In the report on the imprisoned Baha’i leaders in Iran, can you give the passage that opens with the words containing "The Iranian regime" and closes with "rarely in person." again, with "prison conditions" renamed to "detention conditions"?

*** TEXT BLOCK Section Begins ***

This week the Baha’i Community of Canada joins sister communities around the world in holding prayer sessions for the seven Baha’i leaders in Iran whose imprisonment enters its third year, and as news emerges of the harsh prison conditions.
The Iranian authorities have failed to produce any evidence of guilt on charges of “corruption on earth”, espionage, and propaganda activities, and have made no response to appeals by governments, Canada’s included, calling for the release of the Baha’is.
On Friday, over a hundred Baha’is from every province and territory, representing more than 30,000 Canadian Baha’is, gather at the Toronto Baha’i Centre for a conference. They will open their meeting at 2 pm with prayers in English, French and Persian for the safety of the Baha’is in Iran.
The Iranian regime continues to violate the fundamental human rights of the Baha’is of Iran, that country’s largest non-Muslim religious minority, with interrogations, summary arrests and imprisonment, deprivation of the means to a livelihood, wanton destruction of property, denial of education to Baha’i students, and incitement to hatred in the media.
Information about prison conditions has emerged that shows no regard by Iranian authorities for international human rights standards related to torture or to cruel, inhuman or degrading treatment or punishment. The two Baha’i women and five men are confined to two, small rancid cells, without beds or bedding, with little access to fresh air. Contact with families is limited to no more than ten minutes each week, usually behind glass, rarely in person.

*** TEXT BLOCK Section Ends ***
*** INFORMATION SUPPLIED Section Begins ***

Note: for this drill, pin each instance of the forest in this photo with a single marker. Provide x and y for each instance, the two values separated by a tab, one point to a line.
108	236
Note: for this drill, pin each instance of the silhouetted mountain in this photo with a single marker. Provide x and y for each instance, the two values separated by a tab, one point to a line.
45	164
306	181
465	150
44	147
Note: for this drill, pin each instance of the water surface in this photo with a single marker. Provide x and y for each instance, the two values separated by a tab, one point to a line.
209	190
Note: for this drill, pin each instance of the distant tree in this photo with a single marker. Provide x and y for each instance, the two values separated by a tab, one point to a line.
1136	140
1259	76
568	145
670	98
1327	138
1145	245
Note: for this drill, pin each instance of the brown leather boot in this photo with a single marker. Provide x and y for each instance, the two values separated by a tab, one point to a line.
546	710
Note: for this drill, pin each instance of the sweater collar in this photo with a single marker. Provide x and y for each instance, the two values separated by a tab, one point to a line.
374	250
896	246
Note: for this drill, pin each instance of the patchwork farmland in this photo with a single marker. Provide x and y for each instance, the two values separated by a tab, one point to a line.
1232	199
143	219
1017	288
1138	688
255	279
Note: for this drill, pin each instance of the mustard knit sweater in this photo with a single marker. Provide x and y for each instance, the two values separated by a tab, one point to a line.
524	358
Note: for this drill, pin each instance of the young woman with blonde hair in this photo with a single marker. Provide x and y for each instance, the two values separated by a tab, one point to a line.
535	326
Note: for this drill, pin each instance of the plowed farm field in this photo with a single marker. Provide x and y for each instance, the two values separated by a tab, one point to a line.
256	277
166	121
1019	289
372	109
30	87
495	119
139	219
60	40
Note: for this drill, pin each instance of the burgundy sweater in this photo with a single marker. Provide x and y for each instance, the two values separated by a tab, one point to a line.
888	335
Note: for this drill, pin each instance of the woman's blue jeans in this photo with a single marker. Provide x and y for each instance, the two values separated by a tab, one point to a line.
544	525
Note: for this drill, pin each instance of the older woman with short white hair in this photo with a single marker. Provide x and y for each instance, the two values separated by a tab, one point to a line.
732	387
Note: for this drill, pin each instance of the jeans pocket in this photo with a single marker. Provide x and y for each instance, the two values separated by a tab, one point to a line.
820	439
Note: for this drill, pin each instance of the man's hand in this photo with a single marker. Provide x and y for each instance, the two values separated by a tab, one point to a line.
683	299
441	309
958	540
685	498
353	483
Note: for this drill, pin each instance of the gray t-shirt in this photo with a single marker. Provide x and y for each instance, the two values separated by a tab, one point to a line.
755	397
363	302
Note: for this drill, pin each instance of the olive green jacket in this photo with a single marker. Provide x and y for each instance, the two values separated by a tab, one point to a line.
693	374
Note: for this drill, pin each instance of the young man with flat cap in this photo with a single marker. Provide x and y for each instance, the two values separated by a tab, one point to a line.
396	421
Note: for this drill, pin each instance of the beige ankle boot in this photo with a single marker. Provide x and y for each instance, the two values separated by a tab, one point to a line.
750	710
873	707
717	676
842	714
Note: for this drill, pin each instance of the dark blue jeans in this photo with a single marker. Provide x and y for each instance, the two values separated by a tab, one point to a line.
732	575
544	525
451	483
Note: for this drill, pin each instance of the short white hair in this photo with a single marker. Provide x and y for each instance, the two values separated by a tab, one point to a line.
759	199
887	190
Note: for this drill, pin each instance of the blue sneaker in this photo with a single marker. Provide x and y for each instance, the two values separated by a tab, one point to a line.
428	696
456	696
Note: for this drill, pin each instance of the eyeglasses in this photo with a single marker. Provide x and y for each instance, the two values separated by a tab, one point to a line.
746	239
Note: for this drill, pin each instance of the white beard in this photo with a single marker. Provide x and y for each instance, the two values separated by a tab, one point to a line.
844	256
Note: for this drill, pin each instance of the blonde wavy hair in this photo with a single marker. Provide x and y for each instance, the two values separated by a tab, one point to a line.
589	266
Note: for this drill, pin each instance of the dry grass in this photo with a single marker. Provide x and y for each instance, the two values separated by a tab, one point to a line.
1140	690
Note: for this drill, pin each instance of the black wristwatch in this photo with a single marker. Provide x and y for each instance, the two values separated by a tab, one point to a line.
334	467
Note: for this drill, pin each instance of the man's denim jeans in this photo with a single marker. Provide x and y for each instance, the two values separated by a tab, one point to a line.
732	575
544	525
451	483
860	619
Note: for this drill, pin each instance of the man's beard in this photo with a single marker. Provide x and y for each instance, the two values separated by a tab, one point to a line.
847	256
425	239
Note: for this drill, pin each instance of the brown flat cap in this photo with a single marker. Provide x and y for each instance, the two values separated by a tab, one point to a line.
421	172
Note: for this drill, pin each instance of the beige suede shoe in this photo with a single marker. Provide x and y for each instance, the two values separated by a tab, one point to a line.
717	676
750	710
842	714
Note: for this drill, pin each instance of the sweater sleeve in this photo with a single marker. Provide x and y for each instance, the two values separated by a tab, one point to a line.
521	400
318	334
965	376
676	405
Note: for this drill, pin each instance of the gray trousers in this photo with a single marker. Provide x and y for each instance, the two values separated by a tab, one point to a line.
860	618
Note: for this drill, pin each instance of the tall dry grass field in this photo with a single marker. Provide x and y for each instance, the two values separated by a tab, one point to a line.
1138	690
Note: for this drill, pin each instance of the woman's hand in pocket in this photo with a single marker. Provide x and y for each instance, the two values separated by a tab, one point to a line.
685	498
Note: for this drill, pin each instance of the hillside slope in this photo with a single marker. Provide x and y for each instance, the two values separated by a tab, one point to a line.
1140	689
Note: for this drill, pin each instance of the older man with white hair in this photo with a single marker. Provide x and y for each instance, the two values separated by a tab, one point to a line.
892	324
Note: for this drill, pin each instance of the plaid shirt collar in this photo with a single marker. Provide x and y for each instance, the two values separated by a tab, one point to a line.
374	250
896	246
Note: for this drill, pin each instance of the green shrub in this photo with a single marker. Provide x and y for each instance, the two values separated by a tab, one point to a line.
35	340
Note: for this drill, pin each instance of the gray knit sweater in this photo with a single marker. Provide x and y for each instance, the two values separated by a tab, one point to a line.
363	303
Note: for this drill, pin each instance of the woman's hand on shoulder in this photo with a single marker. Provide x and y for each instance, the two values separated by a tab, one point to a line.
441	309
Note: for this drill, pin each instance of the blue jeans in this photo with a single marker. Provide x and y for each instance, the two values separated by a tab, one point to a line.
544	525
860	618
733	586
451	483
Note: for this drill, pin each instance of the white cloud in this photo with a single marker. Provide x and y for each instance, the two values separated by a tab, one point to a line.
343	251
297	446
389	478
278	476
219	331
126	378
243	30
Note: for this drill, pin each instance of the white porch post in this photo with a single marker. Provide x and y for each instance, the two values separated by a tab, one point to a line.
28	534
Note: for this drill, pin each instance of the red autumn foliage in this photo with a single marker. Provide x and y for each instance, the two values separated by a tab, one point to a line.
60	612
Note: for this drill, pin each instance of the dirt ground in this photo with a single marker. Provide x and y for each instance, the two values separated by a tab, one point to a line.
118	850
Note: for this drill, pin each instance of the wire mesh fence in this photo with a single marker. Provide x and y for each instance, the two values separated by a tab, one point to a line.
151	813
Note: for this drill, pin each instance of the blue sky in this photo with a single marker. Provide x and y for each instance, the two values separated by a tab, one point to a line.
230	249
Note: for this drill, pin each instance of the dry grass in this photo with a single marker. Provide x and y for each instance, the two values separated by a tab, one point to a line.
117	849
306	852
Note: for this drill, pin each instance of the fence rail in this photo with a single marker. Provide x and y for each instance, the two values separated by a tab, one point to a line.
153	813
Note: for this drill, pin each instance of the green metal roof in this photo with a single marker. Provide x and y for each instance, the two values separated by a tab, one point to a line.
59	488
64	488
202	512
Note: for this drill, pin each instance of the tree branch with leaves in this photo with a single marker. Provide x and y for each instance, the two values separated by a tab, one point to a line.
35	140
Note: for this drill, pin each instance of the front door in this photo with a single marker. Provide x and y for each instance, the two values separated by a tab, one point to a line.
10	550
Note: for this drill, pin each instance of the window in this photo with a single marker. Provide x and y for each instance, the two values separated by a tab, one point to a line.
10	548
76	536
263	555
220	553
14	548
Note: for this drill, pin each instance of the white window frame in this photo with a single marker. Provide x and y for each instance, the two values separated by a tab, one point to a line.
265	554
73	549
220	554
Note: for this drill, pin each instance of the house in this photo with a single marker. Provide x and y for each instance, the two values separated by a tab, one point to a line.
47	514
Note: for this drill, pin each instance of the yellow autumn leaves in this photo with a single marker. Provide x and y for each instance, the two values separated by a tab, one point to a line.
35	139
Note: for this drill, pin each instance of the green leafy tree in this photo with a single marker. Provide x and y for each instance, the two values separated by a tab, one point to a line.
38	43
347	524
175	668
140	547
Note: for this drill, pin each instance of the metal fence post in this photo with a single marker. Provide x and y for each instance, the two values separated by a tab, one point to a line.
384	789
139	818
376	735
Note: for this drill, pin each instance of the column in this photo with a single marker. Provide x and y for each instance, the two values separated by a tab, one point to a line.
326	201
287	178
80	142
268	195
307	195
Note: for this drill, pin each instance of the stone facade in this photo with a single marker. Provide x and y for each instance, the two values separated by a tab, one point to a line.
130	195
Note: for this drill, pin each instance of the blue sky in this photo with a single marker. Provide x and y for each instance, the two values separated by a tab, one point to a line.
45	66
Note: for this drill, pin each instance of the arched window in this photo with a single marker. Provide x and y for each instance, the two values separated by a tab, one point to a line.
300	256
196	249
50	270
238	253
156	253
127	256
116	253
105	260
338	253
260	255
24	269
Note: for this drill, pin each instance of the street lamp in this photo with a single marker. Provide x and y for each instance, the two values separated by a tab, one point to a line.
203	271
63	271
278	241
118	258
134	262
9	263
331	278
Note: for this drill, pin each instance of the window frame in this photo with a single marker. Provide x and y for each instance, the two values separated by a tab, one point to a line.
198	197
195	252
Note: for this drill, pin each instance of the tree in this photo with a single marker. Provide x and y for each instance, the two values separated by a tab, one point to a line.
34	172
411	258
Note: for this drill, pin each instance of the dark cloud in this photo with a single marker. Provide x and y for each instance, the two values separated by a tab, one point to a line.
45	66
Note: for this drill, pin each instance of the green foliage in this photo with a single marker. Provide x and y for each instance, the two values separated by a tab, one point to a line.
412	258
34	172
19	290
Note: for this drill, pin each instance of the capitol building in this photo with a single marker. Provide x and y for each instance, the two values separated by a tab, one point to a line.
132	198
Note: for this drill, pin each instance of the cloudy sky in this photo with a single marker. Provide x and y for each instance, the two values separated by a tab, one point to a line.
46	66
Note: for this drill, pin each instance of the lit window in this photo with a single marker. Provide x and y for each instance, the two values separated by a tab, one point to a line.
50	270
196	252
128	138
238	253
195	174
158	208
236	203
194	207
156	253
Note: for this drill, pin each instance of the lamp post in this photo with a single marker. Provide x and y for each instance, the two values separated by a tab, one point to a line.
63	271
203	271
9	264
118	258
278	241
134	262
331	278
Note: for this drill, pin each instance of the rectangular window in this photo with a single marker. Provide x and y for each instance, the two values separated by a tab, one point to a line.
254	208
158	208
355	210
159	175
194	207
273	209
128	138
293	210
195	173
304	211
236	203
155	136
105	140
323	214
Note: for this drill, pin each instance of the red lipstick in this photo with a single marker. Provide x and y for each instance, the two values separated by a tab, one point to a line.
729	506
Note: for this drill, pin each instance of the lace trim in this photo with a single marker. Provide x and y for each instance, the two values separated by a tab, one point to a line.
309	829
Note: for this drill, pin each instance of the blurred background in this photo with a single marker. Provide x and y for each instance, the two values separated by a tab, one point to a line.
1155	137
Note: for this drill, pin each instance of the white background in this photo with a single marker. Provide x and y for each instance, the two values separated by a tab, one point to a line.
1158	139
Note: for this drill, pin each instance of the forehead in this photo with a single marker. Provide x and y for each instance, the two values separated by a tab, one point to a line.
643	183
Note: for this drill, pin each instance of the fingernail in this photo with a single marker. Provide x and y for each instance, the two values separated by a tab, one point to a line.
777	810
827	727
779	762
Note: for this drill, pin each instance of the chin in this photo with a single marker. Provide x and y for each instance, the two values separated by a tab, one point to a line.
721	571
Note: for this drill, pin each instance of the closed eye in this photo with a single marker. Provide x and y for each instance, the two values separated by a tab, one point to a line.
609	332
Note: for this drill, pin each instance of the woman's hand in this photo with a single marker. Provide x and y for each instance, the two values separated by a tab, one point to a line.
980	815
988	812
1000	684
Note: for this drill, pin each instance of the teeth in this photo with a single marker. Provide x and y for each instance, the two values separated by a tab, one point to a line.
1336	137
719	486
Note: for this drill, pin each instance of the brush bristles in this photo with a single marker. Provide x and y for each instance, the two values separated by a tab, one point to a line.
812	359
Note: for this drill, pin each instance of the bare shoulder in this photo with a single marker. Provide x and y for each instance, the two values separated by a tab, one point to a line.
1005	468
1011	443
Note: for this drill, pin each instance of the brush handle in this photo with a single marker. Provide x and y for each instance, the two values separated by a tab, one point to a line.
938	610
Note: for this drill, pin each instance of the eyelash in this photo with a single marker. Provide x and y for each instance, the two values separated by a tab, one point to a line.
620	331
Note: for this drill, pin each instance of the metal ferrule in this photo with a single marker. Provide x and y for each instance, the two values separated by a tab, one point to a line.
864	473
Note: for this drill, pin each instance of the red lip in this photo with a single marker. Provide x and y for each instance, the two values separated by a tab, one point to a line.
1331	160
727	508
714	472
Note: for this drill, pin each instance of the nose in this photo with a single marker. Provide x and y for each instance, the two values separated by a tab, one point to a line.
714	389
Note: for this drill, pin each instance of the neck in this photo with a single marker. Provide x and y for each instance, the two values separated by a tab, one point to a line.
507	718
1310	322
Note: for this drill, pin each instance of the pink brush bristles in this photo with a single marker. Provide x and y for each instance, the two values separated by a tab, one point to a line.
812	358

*** INFORMATION SUPPLIED Section Ends ***

◆ YOUR RESPONSE ◆
The Iranian regime continues to violate the fundamental human rights of the Baha’is of Iran, that country’s largest non-Muslim religious minority, with interrogations, summary arrests and imprisonment, deprivation of the means to a livelihood, wanton destruction of property, denial of education to Baha’i students, and incitement to hatred in the media.
Information about detention conditions has emerged that shows no regard by Iranian authorities for international human rights standards related to torture or to cruel, inhuman or degrading treatment or punishment. The two Baha’i women and five men are confined to two, small rancid cells, without beds or bedding, with little access to fresh air. Contact with families is limited to no more than ten minutes each week, usually behind glass, rarely in person.